DIRECTIONS:
Reproduce the portion of the privacy article starting with "It was a huge" and going on through "or aging demographics.".

___ EXCERPTED TEXT

Privacy: The Other Side of Social Media in Church

July 02, 2014

This past Sunday, churches across the country celebrated Social Media Sunday-a coordinated effort begun in the Episcopal Church to increase congregational use of social media tools.

It was a huge success by any number of measures, and speaks to the traction social media is gaining in congregational life. Increasingly, congregations are talking about all the up sides to using Facebook, Twitter, Pinterest, Instagram, etc.

But there is a side to social media that isn't being addressed, and it's important that we begin the discussion now. For it presents a far greater threat to social media's use in church than apathy or aging demographics.

It's privacy.

The discussion is all around us, and is surely in your parishoners' heads. Consider the following basic stats:

  • According to Pew Research, 86 percent of people are taking steps to mask or remove their digital footprints.
  • A Harris Interactive Poll showed 80 percent of people have changed the security settings on their devices, most in the past six months.

And recent news stories aren't improving the situation. Last week it was revealed that Facebook undertook a psychological experiment on some 700,000 of its users. Their newsfeeds were changed-without their knowledge-to show more positive of more negative news content. Facebook wants to know if it can affect your mood. (Results? It can.)

______
___ MATERIAL PROVIDED

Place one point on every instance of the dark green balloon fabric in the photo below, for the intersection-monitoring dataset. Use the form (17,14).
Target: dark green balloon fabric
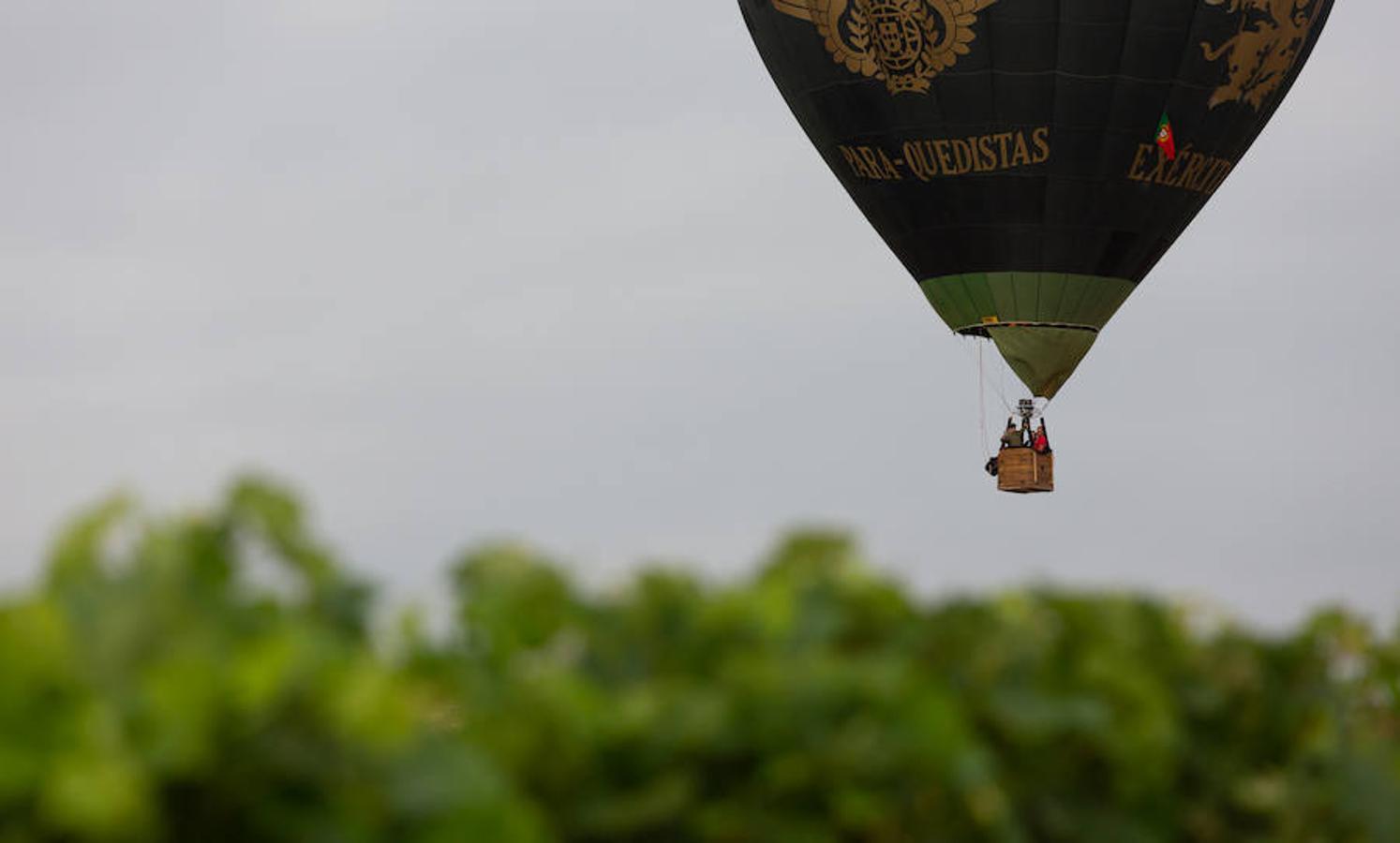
(1012,153)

______

RESULT:
It was a huge success by any number of measures, and speaks to the traction social media is gaining in congregational life. Increasingly, congregations are talking about all the up sides to using Facebook, Twitter, Pinterest, Instagram, etc.

But there is a side to social media that isn't being addressed, and it's important that we begin the discussion now. For it presents a far greater threat to social media's use in church than apathy or aging demographics.